Pertis produces a rich, velvety sound and devotes considerable attention to the sensitive voicing of chords. In the slow movement of the "Pathetique," for instance, Beethoven's noble lyricism was held aloft by carefully calibrated, nuanced textures in the accompaniment, to beautiful effect. For all his emphasis on tone production, Pertis seemed little concerned with articulation strategies -- the varied attack and release of individual notes.
The three Chopin dances, including the famous C-sharp Minor and "Minute" waltzes of Op. 64, were rhythmically destabilized by a curiously eccentric rubato. And the richly imaginative, fleeting impressions and character sketches that constitute Schumann's "Carnaval" threatened to jump the tracks due to unbridled accelerations and quixotic halts. Indeed, some of the more technically challenging movements, such as "Reconnaissance" and "Paganini," were little more than blurs of notes swamped with pedal.
One hopes that, as he relaxes into a schedule of regular performances, Pertis will free himself of the mannerisms displayed in this recital to cultivate a more centered and direct interpretive approach.
-- Patrick Rucker
Smithsonian Chamber Orchestra
Kenneth Slowik is a gift to music. An energetic polymath, Slowik pokes and prods each score as scholar, player or -- as at the Renwick Gallery on Sunday evening with the Smithsonian Chamber Orchestra -- conductor. The group reveled in string essays from the 20th century, playing with the intimacy of a chamber ensemble and the full-bodied warmth of an orchestra.

• _Entries supplied_
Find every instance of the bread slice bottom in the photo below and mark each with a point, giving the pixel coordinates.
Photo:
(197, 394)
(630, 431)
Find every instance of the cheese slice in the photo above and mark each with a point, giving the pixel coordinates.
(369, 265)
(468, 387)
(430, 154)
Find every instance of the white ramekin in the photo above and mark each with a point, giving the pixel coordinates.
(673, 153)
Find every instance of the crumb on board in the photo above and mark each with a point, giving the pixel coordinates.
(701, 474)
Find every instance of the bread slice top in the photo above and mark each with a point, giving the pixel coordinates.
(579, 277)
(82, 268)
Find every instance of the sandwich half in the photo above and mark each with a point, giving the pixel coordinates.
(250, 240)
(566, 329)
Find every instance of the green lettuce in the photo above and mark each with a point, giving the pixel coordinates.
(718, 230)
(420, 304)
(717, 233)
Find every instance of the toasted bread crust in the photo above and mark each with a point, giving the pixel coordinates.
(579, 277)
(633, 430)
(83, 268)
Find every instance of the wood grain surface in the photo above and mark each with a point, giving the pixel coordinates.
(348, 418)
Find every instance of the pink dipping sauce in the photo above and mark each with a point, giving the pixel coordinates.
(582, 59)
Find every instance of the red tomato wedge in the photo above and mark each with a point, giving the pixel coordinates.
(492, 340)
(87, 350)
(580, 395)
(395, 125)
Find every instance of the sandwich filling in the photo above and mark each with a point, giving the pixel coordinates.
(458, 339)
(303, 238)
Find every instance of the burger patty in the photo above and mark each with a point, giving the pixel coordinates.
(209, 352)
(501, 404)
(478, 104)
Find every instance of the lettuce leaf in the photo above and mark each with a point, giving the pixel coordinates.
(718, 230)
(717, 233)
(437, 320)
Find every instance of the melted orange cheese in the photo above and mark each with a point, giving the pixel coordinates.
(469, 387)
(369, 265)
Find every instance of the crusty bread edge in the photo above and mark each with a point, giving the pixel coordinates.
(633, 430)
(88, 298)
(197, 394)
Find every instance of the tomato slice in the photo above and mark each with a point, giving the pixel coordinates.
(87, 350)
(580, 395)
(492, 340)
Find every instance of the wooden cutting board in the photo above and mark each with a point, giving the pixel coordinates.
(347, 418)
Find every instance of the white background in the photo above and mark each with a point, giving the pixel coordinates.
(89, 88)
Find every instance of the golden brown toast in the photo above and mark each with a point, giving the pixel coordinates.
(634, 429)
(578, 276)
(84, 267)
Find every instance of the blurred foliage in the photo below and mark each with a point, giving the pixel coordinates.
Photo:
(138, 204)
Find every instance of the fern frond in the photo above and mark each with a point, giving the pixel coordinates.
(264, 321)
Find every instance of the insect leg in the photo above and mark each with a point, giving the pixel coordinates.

• _Objective_
Carry the concert reviews above forward past their last sentence, adding more on the Smithsonian Chamber Orchestra performance.

• _Response_
Slowik is a master of transcription, finding novel rearrangements that lay bare the central qualities that make music go. It is typically an act of reduction, paring down a many-instrumented piece to more tailored and revealing proportions. Yet, in Shostakovich's String Quartet No. 8, the process went in reverse, with almost two dozen strings filling the Grand Salon. The musicians turned this gripping piece into a cri de coeur from an artist living under a totalitarian regime. After the sighs from the cellos at the opening bars, Slowik drew out poignant sounds from each section with overlapping themes clashing and then dying. What the enlarged forces missed in detail and dexterity, they made up in richness and sheer volume.
Such luminosity carried into Strauss's elegiac "Metamorphosen," which came off as an act of musical escape. Otherworldly melodies grew in shape and texture into pools of sound, dark and deep. Bartok's Divertimento received a reading of contrasting exuberance and pluck with zesty folk themes and lilting rhythms.